Stored data:
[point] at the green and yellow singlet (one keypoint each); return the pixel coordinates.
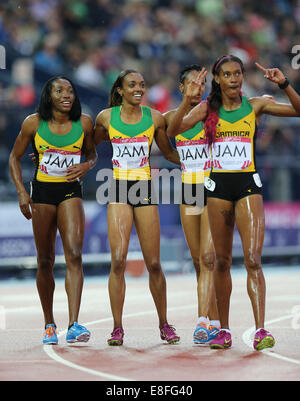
(131, 145)
(55, 153)
(234, 147)
(194, 155)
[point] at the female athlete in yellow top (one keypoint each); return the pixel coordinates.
(234, 186)
(131, 128)
(196, 165)
(60, 134)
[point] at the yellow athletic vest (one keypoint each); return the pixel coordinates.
(131, 145)
(195, 156)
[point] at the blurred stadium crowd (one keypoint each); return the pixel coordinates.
(90, 41)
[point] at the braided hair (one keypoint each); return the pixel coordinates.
(214, 99)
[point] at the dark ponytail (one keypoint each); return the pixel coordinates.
(214, 99)
(115, 99)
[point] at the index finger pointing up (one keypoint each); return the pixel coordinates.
(261, 67)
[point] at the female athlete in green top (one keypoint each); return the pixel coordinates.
(234, 187)
(59, 133)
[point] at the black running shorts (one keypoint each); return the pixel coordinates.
(233, 186)
(53, 193)
(134, 193)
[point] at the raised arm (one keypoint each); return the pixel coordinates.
(181, 120)
(79, 170)
(28, 129)
(101, 127)
(276, 76)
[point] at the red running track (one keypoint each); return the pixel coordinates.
(144, 357)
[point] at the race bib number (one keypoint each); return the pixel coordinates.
(234, 154)
(55, 162)
(130, 153)
(194, 156)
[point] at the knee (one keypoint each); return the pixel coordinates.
(118, 265)
(252, 262)
(223, 263)
(45, 262)
(154, 267)
(74, 257)
(207, 261)
(196, 264)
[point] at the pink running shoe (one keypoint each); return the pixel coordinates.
(222, 340)
(263, 339)
(168, 333)
(116, 337)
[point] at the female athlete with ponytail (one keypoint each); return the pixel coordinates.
(131, 128)
(234, 188)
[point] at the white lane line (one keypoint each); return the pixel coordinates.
(248, 340)
(49, 349)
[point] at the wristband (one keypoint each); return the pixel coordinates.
(285, 84)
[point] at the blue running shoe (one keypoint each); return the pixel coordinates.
(77, 333)
(50, 335)
(204, 334)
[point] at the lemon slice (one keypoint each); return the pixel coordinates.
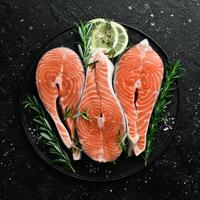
(108, 35)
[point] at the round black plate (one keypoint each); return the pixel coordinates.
(86, 168)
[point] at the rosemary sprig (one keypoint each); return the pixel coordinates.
(84, 47)
(172, 73)
(82, 114)
(48, 133)
(92, 65)
(121, 141)
(67, 113)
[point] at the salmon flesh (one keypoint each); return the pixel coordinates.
(59, 80)
(137, 82)
(98, 134)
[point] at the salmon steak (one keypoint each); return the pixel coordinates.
(98, 135)
(60, 80)
(137, 81)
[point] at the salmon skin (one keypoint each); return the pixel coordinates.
(59, 80)
(137, 82)
(98, 135)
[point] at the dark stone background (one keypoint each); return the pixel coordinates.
(25, 26)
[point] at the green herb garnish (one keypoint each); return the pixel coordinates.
(83, 114)
(84, 47)
(92, 65)
(48, 133)
(67, 113)
(172, 73)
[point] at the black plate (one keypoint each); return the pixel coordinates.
(86, 168)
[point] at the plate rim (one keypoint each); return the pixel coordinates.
(74, 175)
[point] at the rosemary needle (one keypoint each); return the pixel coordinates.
(172, 73)
(48, 133)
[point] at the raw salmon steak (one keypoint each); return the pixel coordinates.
(60, 79)
(137, 83)
(98, 135)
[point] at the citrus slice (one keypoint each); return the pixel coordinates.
(108, 35)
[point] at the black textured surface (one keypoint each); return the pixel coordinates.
(25, 26)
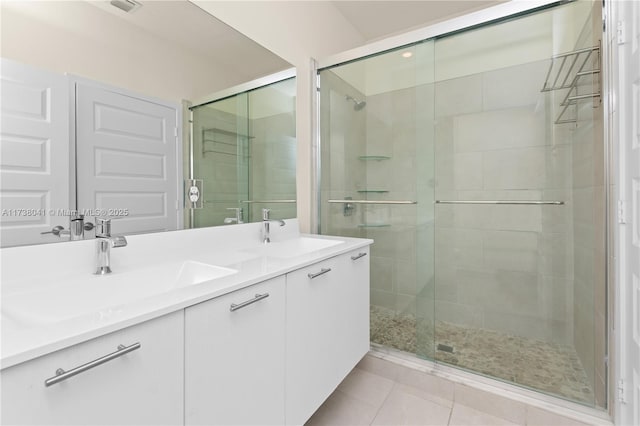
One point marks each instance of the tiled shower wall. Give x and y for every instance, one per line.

Given problem: Reproduce all of the rows above word for word, leaving out the pictures.

Result of the task:
[point] at the green and yellow singlet (one keypoint each); return the pixel coordinates.
(131, 145)
(55, 153)
(234, 147)
(194, 155)
[point] at the female athlete in yellow top (one keypoint each); return the pixel coordinates.
(234, 186)
(131, 128)
(196, 165)
(60, 134)
[point] at the yellow athletic vest (one keypoint each); return the pixel coordinates.
(131, 145)
(195, 156)
[point] at the blurred stadium crowd (one keypoint each); return the pixel coordinates.
(90, 41)
[point] at the braided hair (one keypoint each); return the pixel coordinates.
(214, 99)
[point] at the dark ponytail (one keypoint each); return the pixel coordinates.
(214, 99)
(115, 99)
[point] at the index finger pointing up (one keypoint each); return the pixel coordinates.
(261, 67)
[point] at the female athlete in green top (one keypoint each); return the pixel coordinates.
(234, 187)
(59, 133)
[point] at the black running shorts (one keypoint each); return the pixel coordinates.
(233, 186)
(53, 193)
(134, 193)
[point] at the raised arm (one keypoint each); return the pixel coordinates.
(181, 120)
(79, 170)
(28, 129)
(101, 127)
(276, 76)
[point] at the red running track (one keypoint each); return the pixel coordinates.
(144, 357)
[point] at the race bib number (one keypoint each); return the pixel coordinates.
(234, 154)
(55, 162)
(130, 153)
(194, 156)
[point] at the knee (one keypoint each); return the pixel coordinates.
(118, 265)
(252, 262)
(223, 263)
(45, 262)
(154, 267)
(74, 257)
(207, 261)
(196, 264)
[point] at the pink running shoe (one keypoint each); return the pixel coordinates.
(222, 340)
(263, 339)
(168, 333)
(116, 337)
[point] at the female athlete with ponytail (one keypoint each); return the pixel coordinates.
(131, 128)
(234, 188)
[point] at the white lane line (one keypoint each); return the pixel coordinates.
(248, 340)
(49, 349)
[point] at the wristband (one keypoint each); return the pixel coordinates.
(285, 84)
[point] at the blue running shoe (one keypoint each); return the pixel coordinates.
(77, 333)
(50, 335)
(204, 334)
[point] at the lemon slice (one keypoint each); return the pixel coordinates.
(108, 35)
[point] at the round black plate (one keypoint each); return the pixel coordinates.
(86, 168)
[point] at the rosemary sprig (one keypoint each); return the pixel coordinates.
(84, 47)
(172, 73)
(82, 114)
(48, 133)
(92, 65)
(121, 141)
(67, 113)
[point] at the salmon flesh (one keypoint each); return the pixel coordinates.
(59, 80)
(137, 82)
(98, 134)
[point] at the salmon steak (one keypoint each); return the pixel coordinates.
(98, 135)
(60, 80)
(137, 81)
[point] at the salmon skin (one keypoint each); return the pixel coordinates.
(59, 80)
(137, 82)
(98, 135)
[point] at the dark stone background (one keypoint each); return the pixel coordinates.
(25, 26)
[point] at the green herb garnish (one keypoint each); return the pixel coordinates.
(83, 114)
(84, 47)
(92, 65)
(48, 133)
(67, 113)
(172, 73)
[point] at the black plate (one keypoint each); return the pixel coordinates.
(86, 168)
[point] at the plate rim (one keypoint each); return the pixel coordinates.
(74, 175)
[point] at the rosemary needle (one keypoint each); return the pixel coordinates.
(172, 73)
(48, 133)
[point] at the raw salmon steak (one keypoint each); return the pixel coordinates.
(60, 79)
(137, 83)
(98, 135)
[point] at the citrus slice (one keypoint each); return the pixel coordinates.
(108, 35)
[point] at the black textured surface (one keypoint each); return the pixel coordinates.
(25, 26)
One point marks each instance of the tiled shower wall. Give x and y for every instance, one per line.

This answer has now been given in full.